TEXTAUSZUG:
%%

Für mi sälber mir z'erkläre
Bin i mal mym Stammboum na
Ha vo undre Zweige här e
Chly die Nuss probiert z'verstah
Wär da alles mir verwandt isch
Han i gluegt, us Quelle gschöpft
Numen eine wo bekannt isch
Worde git's: Dä hei si gchöpft
(Mani Matter: «Dr Bärnhard Matter»)


Er ist nur 36 Meter lang, hat eine Höhendifferenz von 3,7 Metern und weist mit zehn Prozent eine grössere Steigung auf als der Gotthardpass im Durchschnitt: der Mani-Matter-Stutz in der Berner Altstadt.

Kurz und steil: Der Mani-Matter-Stutz zwischen Rathaus und St.-Peter-und-Paul-Kirche.
Foto: STEFAN BOHRER

Eingezwängt zwischen Rathaus und St.-Peter-und-Paul-Kirche, hat dieses schmale und steile Strässchen viel gemein mit den berühmten Dialektliedern von Mani Matter (1936–1972): Auch diese sind kurz und haben eine Fallhöhe. Man denke nur an die Chansons «I han es Zündhölzli azündt» oder «Si hei dr Wilhälm Täll ufgfüert» mit ihren Eskalationsstufen. Nach maximal zwei Minuten ist Schluss: Lieder wie ein Witz mit Pointe – und man bleibt mit einem Lächeln zurück.

%%

[Sammlungseinträge]
%%

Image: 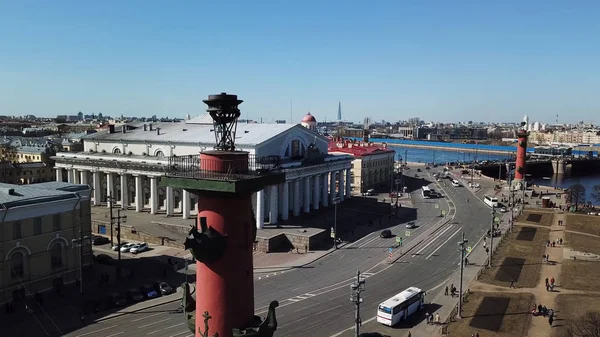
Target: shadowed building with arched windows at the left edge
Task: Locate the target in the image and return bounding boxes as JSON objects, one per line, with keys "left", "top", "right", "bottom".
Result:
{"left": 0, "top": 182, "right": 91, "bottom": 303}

%%
%%

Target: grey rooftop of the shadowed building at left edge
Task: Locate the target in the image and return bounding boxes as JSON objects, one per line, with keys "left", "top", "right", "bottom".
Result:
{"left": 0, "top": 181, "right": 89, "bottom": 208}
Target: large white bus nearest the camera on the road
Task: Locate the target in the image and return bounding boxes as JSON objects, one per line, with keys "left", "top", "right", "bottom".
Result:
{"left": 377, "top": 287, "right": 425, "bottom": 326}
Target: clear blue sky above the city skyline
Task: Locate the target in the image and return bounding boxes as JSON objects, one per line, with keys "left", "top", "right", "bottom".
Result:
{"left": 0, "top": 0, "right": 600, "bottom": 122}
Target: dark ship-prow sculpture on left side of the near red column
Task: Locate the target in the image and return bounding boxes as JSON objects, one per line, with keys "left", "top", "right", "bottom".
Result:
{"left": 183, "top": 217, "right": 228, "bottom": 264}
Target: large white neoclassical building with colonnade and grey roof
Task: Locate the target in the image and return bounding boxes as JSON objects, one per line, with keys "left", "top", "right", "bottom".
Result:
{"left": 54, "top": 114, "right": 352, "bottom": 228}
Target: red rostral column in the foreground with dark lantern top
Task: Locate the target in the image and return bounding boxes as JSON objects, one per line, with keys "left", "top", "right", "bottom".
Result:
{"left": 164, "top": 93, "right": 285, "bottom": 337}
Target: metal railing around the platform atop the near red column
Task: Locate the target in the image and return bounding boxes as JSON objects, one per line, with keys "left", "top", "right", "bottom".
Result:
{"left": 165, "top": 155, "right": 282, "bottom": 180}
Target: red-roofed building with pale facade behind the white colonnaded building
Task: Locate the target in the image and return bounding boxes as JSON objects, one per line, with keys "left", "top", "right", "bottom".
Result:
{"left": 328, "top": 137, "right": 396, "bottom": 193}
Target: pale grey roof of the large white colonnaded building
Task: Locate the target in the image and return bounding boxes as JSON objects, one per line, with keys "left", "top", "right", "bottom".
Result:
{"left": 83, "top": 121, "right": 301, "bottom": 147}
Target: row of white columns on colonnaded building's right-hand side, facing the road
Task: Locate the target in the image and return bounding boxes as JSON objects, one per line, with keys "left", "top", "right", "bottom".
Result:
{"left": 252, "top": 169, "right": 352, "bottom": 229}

%%
%%

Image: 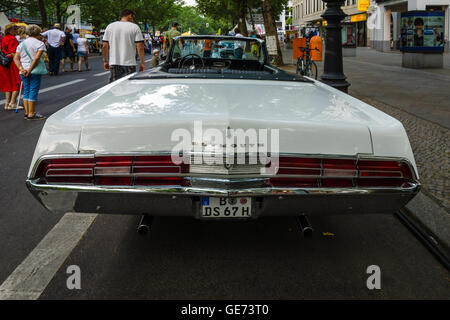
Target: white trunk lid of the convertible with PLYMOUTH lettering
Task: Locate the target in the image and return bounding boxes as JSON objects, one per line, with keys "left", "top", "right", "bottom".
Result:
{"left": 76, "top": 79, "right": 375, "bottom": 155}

%%

ARBEITSANWEISUNGEN:
**A.** Kopiere aus dem Textauszug über den Mani-Matter-Stutz die Stelle von „Er ist nur 36“ bis „einem Lächeln zurück.“ wortgetreu.
**B.** Beantworte anhand des Textauszugs über den Mani-Matter-Stutz diese Fragen:
(i) Wie lang ist der Mani-Matter-Stutz?
(ii) Zwischen welchen zwei Bauwerken liegt das Strässchen?
(iii) Nach wie vielen Minuten ist bei Mani Matters Liedern laut Text spätestens Schluss?
**C.** Setze den Textauszug über den Mani-Matter-Stutz nach seinem letzten Satz fort.
Die Daten sind eigenständiges Material und gehören nicht zum Textauszug.

ANTWORTEN JE AUFGABE:
**A.**
Er ist nur 36 Meter lang, hat eine Höhendifferenz von 3,7 Metern und weist mit zehn Prozent eine grössere Steigung auf als der Gotthardpass im Durchschnitt: der Mani-Matter-Stutz in der Berner Altstadt.

Kurz und steil: Der Mani-Matter-Stutz zwischen Rathaus und St.-Peter-und-Paul-Kirche.
Foto: STEFAN BOHRER

Eingezwängt zwischen Rathaus und St.-Peter-und-Paul-Kirche, hat dieses schmale und steile Strässchen viel gemein mit den berühmten Dialektliedern von Mani Matter (1936–1972): Auch diese sind kurz und haben eine Fallhöhe. Man denke nur an die Chansons «I han es Zündhölzli azündt» oder «Si hei dr Wilhälm Täll ufgfüert» mit ihren Eskalationsstufen. Nach maximal zwei Minuten ist Schluss: Lieder wie ein Witz mit Pointe – und man bleibt mit einem Lächeln zurück.

**B.**
(i) 36 Meter
(ii) Zwischen dem Rathaus und der St.-Peter-und-Paul-Kirche
(iii) Nach maximal zwei Minuten

**C.**
Wegbereiter für Mundart-Musik

«Ein Stutz ist passend», sagt Wilfried Meichtry (57), der 2013 die erste und bisher einzige Biografie zu Mani Matter veröffentlichte. Meichtry steht unten am Strässchen und schaut hinauf. Auf den Spuren des Berner Troubadours will er uns durch die Gassen der Altstadt führen.

Am 24. November ist es 50 Jahre her, dass Mani Matter bei einem Verkehrsunfall auf der Autobahn ums Leben kam. Erst 36 Jahre alt hinterliess er eine junge, vierköpfige Familie und ein kleines, aber feines Werk, das bis heute als Wegbereiter für Mundart-Musik in der Deutschschweiz gilt. Ohne Matter wären Berner Bands wie Rumpelstilz, Span, Züri West oder Patent Ochsner nicht denkbar.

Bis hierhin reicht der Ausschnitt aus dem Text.